Consigna 1: ¿En qué año envió Sebastián Ramírez de Fuenleal a España los originales de los dos catecismos traducidos al náhuatl, según el texto sobre los primeros catecismos?
Consigna 2: Según la cita de Mendieta en el texto sobre los primeros catecismos, ¿con qué cualidades traducían y comunicaban estas obras algunos indígenas? Enumera todas.
Consigna 3: Transcribe del texto sobre los primeros catecismos el tramo que va desde "Algunos doctrineros como" hasta "ni más urgente.".

Texto citado:
Algunos doctrineros como Fray Jerónimo de Mendieta, docto en el idioma náhuatl, historiador español y autor de la “Historia Eclesiástica Indiana” (citado por Joaquín García Icazbalceta, México, 1870), reconocía en algunos indígenas “una rara capacidad para traducir y comunicar estas obras con tanta autoridad, energía, exclamaciones y espíritu que evidenciaba la Gracia que Dios les había concedido”. Este aprendizaje de las lenguas indígenas, si en un principio es empresa de perentoria necesidad a los fines de la evangelización, no resulta por ello menos valioso ni trascendente para lo futuro. La labor de los primeros lingüistas españoles en Indias no podía ser ni más noble ni más urgente.

Los primeros catecismos

De modo paralelo a las predicaciones, y para auxiliar a los naturales en su tarea de asimilar los principios religiosos, se escribieron los primeros catecismos en lenguas indígenas.
El presidente de la Audiencia de México, a la vez obispo, Istmo, Sebastián Ramírez de Fuenleal, en el año 1532, envió a España los originales de dos catecismos que se habían traducido al náhuatl, para que fueran impresos, solicitando que se editaran de cada uno de ellos de dos a tres mil ejemplares, “para que los indios sean doctrinados y los que saben leer sepan enseñar a los otros”, le expresaba al monarca Carlos I en su carta.

Datos proporcionados:

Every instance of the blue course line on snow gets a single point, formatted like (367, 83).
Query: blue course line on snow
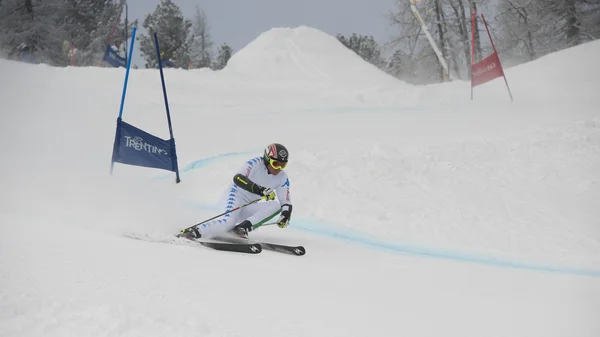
(204, 161)
(325, 230)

Respuesta redactada 1: En 1532.

Respuesta redactada 2: Autoridad, energía, exclamaciones y espíritu.

Respuesta redactada 3:
Algunos doctrineros como Fray Jerónimo de Mendieta, docto en el idioma náhuatl, historiador español y autor de la “Historia Eclesiástica Indiana” (citado por Joaquín García Icazbalceta, México, 1870), reconocía en algunos indígenas “una rara capacidad para traducir y comunicar estas obras con tanta autoridad, energía, exclamaciones y espíritu que evidenciaba la Gracia que Dios les había concedido”. Este aprendizaje de las lenguas indígenas, si en un principio es empresa de perentoria necesidad a los fines de la evangelización, no resulta por ello menos valioso ni trascendente para lo futuro. La labor de los primeros lingüistas españoles en Indias no podía ser ni más noble ni más urgente.